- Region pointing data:

_ _ _ _ _

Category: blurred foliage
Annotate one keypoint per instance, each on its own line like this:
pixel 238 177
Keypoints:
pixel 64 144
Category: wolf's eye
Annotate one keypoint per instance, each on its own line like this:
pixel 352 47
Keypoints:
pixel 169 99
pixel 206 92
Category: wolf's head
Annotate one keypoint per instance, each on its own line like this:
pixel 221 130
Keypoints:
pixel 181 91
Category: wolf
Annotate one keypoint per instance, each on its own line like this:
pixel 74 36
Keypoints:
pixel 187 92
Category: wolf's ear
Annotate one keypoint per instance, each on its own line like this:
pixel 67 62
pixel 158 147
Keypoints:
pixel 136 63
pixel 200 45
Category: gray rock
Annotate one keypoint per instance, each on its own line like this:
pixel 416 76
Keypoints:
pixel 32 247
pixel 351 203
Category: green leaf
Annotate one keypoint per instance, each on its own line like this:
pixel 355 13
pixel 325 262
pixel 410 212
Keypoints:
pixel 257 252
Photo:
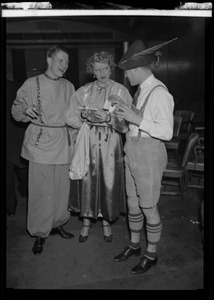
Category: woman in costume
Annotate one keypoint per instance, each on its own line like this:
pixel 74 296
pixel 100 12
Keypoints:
pixel 98 160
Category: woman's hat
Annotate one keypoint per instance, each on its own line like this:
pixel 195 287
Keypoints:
pixel 138 56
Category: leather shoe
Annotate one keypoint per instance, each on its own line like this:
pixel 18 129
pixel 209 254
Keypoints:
pixel 38 245
pixel 128 251
pixel 144 265
pixel 60 231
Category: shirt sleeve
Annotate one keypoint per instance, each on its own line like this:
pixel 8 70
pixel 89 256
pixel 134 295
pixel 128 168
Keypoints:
pixel 160 106
pixel 21 103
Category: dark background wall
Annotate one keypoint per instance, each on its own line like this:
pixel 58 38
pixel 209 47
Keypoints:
pixel 182 67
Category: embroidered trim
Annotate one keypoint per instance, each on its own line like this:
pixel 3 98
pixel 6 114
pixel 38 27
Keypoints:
pixel 39 110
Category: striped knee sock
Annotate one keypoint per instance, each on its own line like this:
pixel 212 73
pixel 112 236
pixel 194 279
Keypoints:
pixel 153 236
pixel 135 225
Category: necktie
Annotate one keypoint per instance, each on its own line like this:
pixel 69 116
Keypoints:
pixel 136 95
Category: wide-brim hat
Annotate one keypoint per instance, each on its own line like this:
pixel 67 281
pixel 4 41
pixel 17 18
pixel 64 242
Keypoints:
pixel 138 55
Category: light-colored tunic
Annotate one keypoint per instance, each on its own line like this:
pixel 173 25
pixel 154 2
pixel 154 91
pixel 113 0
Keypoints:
pixel 55 100
pixel 102 189
pixel 49 160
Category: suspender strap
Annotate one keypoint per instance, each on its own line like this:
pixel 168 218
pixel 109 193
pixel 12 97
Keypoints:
pixel 141 110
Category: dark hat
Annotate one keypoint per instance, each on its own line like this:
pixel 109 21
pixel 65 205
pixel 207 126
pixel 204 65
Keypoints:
pixel 138 56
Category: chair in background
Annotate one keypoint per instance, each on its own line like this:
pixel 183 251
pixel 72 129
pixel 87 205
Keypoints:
pixel 176 172
pixel 173 144
pixel 195 166
pixel 187 119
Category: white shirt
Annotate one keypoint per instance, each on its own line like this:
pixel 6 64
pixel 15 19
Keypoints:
pixel 158 114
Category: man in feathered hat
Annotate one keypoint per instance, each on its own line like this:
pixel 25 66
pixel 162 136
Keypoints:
pixel 150 124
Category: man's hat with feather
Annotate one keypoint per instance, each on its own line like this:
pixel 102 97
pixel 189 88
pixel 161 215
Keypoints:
pixel 138 55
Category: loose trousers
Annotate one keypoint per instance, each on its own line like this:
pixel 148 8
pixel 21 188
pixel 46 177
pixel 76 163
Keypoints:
pixel 49 188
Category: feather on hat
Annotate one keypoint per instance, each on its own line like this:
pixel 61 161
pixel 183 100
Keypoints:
pixel 137 55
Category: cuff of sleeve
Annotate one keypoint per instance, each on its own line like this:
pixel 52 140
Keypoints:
pixel 145 125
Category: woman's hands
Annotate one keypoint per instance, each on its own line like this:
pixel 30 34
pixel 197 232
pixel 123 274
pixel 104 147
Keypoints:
pixel 101 115
pixel 31 112
pixel 95 115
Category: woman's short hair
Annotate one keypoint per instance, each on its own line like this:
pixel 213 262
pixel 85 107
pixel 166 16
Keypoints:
pixel 55 49
pixel 99 57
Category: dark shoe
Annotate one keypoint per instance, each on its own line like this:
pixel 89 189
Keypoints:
pixel 11 214
pixel 60 231
pixel 83 238
pixel 128 251
pixel 38 245
pixel 107 238
pixel 144 265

_ _ _ _ _

- Exercise directions: Apart from the pictures, return every entry above exactly as given.

- Answer for this exercise:
Category: blurred foliage
Annotate one keypoint per instance, each on its own line like this:
pixel 238 177
Keypoints:
pixel 64 144
Category: wolf's eye
Annotate one keypoint per instance, each on its own line like this:
pixel 352 47
Keypoints:
pixel 169 99
pixel 206 92
Category: wolf's head
Annotate one keypoint per instance, each on its own line like this:
pixel 221 130
Keypoints:
pixel 181 91
Category: wolf
Annotate one keypoint per instance, each on its own line like this:
pixel 74 36
Keypoints:
pixel 187 92
Category: wolf's ear
Annotate one keypoint per instance, each on its own line like this:
pixel 67 62
pixel 158 147
Keypoints:
pixel 136 63
pixel 200 45
Category: gray rock
Annotate one keypoint per instance, each on its own line like this:
pixel 416 76
Keypoints:
pixel 32 247
pixel 351 203
Category: green leaf
Annotate one keypoint per instance, each on its own line like this:
pixel 355 13
pixel 325 262
pixel 410 212
Keypoints:
pixel 257 252
Photo:
Category: woman in costume
Annotate one keypoint per instance, each on its own line like this:
pixel 74 296
pixel 100 12
Keypoints:
pixel 98 160
Category: woman's hat
Annotate one keypoint per instance, each on its own line like this:
pixel 195 287
Keypoints:
pixel 138 56
Category: leather shoe
Annotate one keypoint per instance, each on its own line like this:
pixel 18 129
pixel 209 254
Keypoints:
pixel 38 245
pixel 128 251
pixel 144 265
pixel 60 231
Category: shirt sleeve
Annotate one keypoint per instance, each on its own line like this:
pixel 8 70
pixel 89 256
pixel 134 295
pixel 128 168
Keypoints:
pixel 160 106
pixel 21 103
Category: dark background wall
Annotate one keypoint per instance, each on its own line like this:
pixel 58 38
pixel 209 47
Keypoints:
pixel 182 67
Category: embroidered trim
Annotate one keypoint per instance, each on its own line like this:
pixel 3 98
pixel 6 114
pixel 38 27
Keypoints:
pixel 39 110
Category: striped knee sock
Annotate one keypoint per instance, each on its own line like this:
pixel 212 73
pixel 112 236
pixel 194 279
Keypoints:
pixel 153 236
pixel 135 225
Category: necktie
Annotate one keypoint per instance, each on its own line like this:
pixel 69 116
Keypoints:
pixel 136 95
Category: wide-brim hat
Annotate one keypoint per instance, each on its own line like this:
pixel 67 281
pixel 4 41
pixel 17 18
pixel 64 242
Keypoints:
pixel 138 55
Category: light-colored tunic
Annotate one keypoint per instance, each on its own line like this:
pixel 173 25
pixel 154 2
pixel 154 91
pixel 113 0
Keypoints:
pixel 55 100
pixel 102 189
pixel 49 160
Category: suspender strap
Annotate one keypoint per instance, each on its own line like this:
pixel 168 218
pixel 109 193
pixel 12 97
Keypoints:
pixel 141 110
Category: dark hat
Annotate one keypoint per instance, each on its own line like this:
pixel 109 21
pixel 65 205
pixel 207 126
pixel 204 65
Keypoints:
pixel 138 56
Category: chair in background
Annotate one keypoint per instance, each on its own line like this:
pixel 183 251
pixel 72 129
pixel 87 205
Keypoints:
pixel 176 172
pixel 173 144
pixel 195 166
pixel 187 119
Category: white shirt
Annotate one keypoint per instance, each on its own line like this:
pixel 6 64
pixel 15 19
Keypoints:
pixel 158 114
Category: man in feathered hat
Annotate one keypoint per instance, each on its own line like this:
pixel 25 66
pixel 162 136
Keypoints:
pixel 150 124
Category: man's hat with feather
Annotate one keypoint per instance, each on its own line like this:
pixel 102 97
pixel 189 88
pixel 161 215
Keypoints:
pixel 138 55
Category: loose trousers
Annotate one keypoint per instance, each on its own line like this:
pixel 148 8
pixel 21 188
pixel 46 177
pixel 76 163
Keypoints:
pixel 49 188
Category: feather on hat
Annotate one keypoint per instance, each on its own line like this:
pixel 61 161
pixel 183 100
Keypoints:
pixel 137 55
Category: cuff of sleeve
Annotate one keypoint per instance, each on its own line like this:
pixel 52 140
Keypoints:
pixel 145 125
Category: woman's hands
Annotate one keypoint per instance, each on its own line like this:
pixel 30 34
pixel 197 232
pixel 123 274
pixel 104 147
Keypoints:
pixel 101 115
pixel 31 112
pixel 95 115
Category: woman's short hair
Annotate one keypoint per instance, each on its own line like this:
pixel 213 262
pixel 85 107
pixel 166 16
Keypoints:
pixel 55 49
pixel 99 57
Category: dark shoe
Annotate one keypoint per instance, each on its own line like this:
pixel 89 189
Keypoints:
pixel 11 214
pixel 60 231
pixel 83 238
pixel 128 251
pixel 38 245
pixel 107 238
pixel 144 265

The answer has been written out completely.